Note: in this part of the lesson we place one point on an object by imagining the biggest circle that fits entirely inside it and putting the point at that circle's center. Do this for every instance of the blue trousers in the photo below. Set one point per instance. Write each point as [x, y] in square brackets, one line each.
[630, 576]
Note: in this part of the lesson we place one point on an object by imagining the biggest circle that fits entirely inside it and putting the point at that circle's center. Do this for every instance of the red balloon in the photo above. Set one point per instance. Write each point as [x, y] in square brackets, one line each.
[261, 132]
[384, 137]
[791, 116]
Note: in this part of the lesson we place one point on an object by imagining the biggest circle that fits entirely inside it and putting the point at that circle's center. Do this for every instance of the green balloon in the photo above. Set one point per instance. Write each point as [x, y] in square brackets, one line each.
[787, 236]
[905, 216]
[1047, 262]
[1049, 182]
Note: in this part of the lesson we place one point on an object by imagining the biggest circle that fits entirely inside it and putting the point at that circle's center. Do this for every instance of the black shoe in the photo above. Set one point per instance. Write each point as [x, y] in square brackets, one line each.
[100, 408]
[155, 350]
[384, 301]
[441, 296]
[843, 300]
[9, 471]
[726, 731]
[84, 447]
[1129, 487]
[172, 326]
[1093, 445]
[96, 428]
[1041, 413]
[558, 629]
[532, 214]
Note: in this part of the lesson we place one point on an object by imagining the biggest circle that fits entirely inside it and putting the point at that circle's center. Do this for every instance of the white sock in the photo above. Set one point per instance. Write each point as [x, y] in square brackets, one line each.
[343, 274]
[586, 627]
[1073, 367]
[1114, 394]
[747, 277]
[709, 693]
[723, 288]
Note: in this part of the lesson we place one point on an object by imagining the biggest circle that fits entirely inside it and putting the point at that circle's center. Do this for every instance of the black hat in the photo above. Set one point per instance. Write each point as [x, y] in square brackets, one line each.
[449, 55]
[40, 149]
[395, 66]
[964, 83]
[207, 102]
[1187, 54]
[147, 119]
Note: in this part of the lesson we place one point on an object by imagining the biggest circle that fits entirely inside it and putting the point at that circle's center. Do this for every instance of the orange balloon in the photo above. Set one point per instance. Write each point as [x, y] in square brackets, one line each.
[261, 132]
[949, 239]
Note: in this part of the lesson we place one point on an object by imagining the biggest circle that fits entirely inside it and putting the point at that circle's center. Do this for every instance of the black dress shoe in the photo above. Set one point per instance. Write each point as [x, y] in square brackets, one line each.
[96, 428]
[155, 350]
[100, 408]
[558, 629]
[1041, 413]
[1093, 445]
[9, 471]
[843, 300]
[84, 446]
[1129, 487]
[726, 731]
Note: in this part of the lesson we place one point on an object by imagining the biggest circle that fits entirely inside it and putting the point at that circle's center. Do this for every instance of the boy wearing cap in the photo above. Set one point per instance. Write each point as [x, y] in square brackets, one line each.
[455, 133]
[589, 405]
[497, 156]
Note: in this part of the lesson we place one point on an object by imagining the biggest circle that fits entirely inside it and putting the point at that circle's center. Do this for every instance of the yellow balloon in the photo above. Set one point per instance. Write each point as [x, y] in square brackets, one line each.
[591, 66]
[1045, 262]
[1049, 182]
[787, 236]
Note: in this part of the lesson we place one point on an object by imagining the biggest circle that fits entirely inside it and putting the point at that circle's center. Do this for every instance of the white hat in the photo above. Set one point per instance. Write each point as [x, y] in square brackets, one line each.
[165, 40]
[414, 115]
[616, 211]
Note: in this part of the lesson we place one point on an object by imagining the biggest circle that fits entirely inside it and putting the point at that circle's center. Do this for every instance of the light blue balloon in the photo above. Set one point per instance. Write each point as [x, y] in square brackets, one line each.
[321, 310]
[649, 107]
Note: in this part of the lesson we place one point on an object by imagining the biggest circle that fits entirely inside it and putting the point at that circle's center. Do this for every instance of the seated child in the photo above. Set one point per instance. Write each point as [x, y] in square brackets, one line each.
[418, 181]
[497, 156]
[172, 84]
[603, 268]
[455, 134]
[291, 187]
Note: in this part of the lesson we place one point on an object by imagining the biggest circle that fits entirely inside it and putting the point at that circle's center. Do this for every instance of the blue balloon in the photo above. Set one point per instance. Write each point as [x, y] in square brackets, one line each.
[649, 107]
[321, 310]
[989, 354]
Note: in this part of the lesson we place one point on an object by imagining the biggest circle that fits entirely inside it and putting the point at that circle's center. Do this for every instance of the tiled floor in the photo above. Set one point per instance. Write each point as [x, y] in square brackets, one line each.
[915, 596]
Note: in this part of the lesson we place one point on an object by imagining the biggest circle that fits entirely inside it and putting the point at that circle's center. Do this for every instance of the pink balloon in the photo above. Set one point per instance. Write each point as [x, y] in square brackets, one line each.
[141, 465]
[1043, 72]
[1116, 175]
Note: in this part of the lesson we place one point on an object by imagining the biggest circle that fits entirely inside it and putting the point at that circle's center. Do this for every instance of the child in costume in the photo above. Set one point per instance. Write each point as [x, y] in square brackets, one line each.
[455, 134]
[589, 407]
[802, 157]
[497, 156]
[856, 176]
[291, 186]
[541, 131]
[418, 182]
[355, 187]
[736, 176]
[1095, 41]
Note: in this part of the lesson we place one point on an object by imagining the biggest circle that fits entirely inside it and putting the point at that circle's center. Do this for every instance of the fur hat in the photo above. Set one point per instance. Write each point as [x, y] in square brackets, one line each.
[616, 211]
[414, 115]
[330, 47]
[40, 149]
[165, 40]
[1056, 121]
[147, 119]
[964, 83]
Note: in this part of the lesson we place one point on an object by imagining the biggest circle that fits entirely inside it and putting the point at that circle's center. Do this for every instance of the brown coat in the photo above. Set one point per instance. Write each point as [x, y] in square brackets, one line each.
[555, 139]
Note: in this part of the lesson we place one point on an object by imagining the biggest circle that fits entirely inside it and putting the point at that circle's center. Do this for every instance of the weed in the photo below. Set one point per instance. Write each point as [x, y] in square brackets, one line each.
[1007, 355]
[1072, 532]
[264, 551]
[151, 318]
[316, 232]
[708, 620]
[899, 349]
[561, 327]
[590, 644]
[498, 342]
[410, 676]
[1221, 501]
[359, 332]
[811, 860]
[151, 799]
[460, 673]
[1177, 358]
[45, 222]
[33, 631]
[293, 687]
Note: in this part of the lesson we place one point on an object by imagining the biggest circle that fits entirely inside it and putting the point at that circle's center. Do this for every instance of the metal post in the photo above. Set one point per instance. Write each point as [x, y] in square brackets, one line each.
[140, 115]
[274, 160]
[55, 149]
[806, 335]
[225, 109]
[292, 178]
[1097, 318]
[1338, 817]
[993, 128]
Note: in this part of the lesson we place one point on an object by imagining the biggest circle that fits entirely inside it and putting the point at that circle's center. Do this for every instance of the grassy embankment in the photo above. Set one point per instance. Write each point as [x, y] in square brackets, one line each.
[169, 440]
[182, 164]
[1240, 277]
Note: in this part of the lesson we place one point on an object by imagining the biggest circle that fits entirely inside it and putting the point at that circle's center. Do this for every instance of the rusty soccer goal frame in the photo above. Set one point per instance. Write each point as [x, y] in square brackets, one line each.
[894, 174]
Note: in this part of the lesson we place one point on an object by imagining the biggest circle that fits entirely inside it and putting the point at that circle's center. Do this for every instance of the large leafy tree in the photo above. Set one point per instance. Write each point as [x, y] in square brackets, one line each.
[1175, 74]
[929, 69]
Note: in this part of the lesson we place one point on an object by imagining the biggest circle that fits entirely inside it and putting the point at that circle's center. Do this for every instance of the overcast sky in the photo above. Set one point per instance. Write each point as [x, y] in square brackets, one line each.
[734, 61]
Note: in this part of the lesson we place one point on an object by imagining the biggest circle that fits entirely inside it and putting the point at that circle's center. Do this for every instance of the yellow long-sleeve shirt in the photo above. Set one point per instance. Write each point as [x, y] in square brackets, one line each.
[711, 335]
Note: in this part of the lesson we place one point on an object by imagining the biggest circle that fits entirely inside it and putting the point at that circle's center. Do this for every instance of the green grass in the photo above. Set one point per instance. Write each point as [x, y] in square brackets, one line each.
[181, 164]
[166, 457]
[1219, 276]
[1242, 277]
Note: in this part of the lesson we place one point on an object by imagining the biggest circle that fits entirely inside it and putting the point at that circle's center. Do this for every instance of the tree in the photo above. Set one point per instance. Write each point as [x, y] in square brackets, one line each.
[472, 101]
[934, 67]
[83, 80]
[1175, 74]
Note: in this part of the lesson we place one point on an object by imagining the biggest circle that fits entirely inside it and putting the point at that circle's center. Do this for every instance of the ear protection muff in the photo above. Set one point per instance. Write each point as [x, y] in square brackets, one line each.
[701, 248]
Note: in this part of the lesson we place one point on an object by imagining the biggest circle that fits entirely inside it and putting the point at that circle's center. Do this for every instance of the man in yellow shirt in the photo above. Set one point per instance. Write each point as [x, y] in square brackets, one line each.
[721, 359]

● **Stated problem**:
Rewrite the items from the line containing "man in yellow" through the final line, swapping "biggest" for "largest" and keeping everything else the same.

● **Response to this task**:
Note: in this part of the lesson we place one point on an object by imagining the largest circle that fits entirely inside it and putting the point at that circle's center. Do this for every instance of the man in yellow shirt in the photo above. Set one point per instance. Write each point as [x, y] in square brackets, one line each.
[721, 359]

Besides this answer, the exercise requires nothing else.